* **FRAGMENTO**:
Por Esteban Illades
20 días le quedan a 2017, año que, sin duda, reveló que las cosas siempre se pueden poner peor. Las pesadillas se cumplieron en México y en el mundo. Quien pedía esquina en 2016 no tenía idea de lo que le esperaba después.
2017 fue el año en que Donald Trump asumió la presidencia de Estados Unidos. La exestrella de reality que hizo de la xenofobia su plataforma electoral llegó a la Casa Blanca este año. Y, aunque lleva más de 300 días sin detonar una guerra nuclear, sí ha desestabilizado al mundo. No hay que ir más lejos que la semana pasada, cuando anunció que Estados Unidos reconocería a Jerusalén como la capital de Israel, y mudaría la embajada en Tel Aviv en los próximos tres años.
Jerusalén, tierra sagrada para tres de las principales religiones mundiales, es un punto de conflicto milenario. Aunque la tranquilidad nunca ha reinado ahí, las cosas llevaban meses de relativa estabilidad hasta que el gobierno estadounidense decidió prender un cerillo junto al polvorín sólo para ver qué sucedía.
Ésa es sólo una de tantas. Este año, Trump también prohibió la entrada a ciudadanos de diversos países de Medio Oriente, le reveló información clasificada al gobierno ruso sin querer, le dijo “gordo” al dictador norcoreano en medio de una crisis nuclear… y apenas va una cuarta parte de su presidencia.
Lo peor de todo es algo que reveló The New York Times hace unos días: a Trump le gusta tanto verse en la televisión que si pasan horas sin que sea mencionado en los canales noticiosos, hará algo para que vuelvan a hablar de él. El líder del mundo occidental tiene como principal y única motivación salir en la tele. Dadas las circunstancias, es un alivio que la Tierra no haya explotado este año.

* **OBJETIVO**: Cambia "Medio Oriente" por "Oriente Medio" al volver a escribir el tramo del fragmento que se abre con las palabras "Ésa es sólo" y se cierra con "de su presidencia.".

* **DATOS REGISTRADOS**:
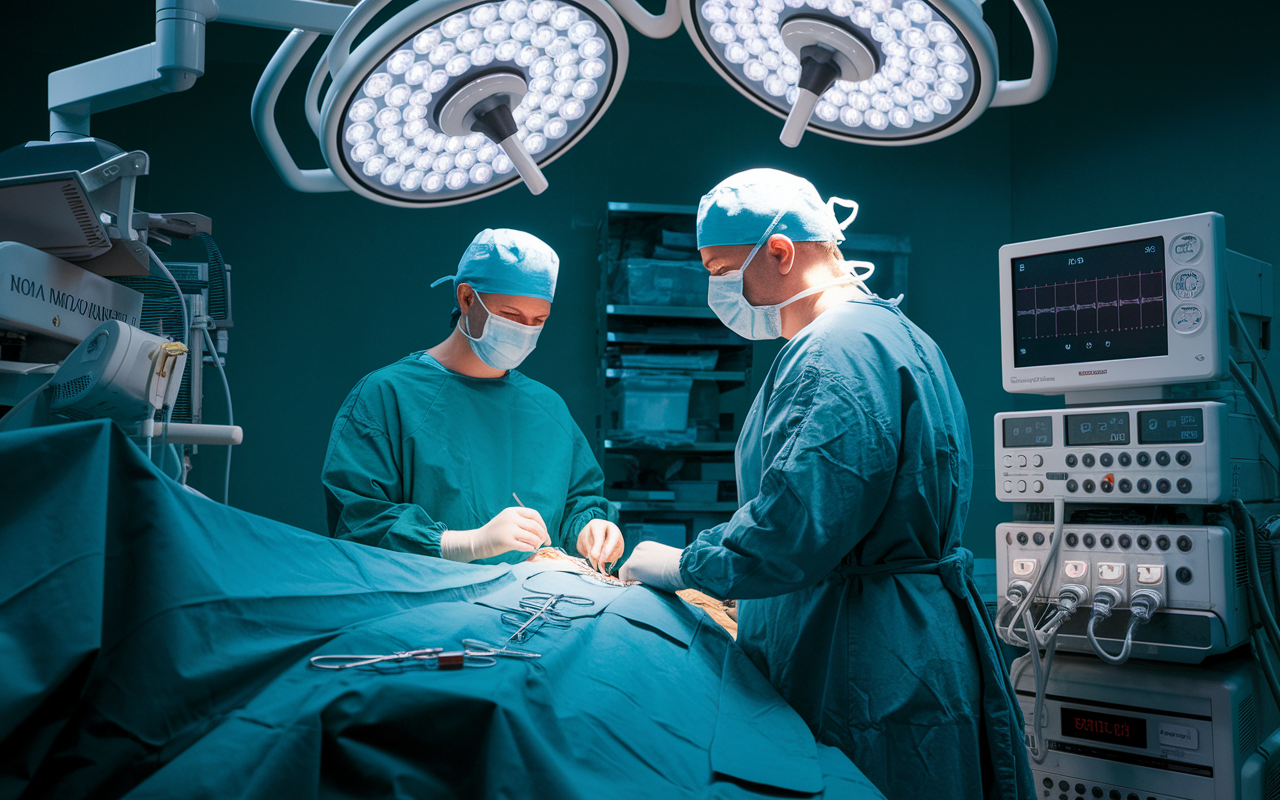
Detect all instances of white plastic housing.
[50,320,186,422]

* **RESULTADO DEL EJERCICIO**:
Ésa es sólo una de tantas. Este año, Trump también prohibió la entrada a ciudadanos de diversos países de Oriente Medio, le reveló información clasificada al gobierno ruso sin querer, le dijo “gordo” al dictador norcoreano en medio de una crisis nuclear… y apenas va una cuarta parte de su presidencia.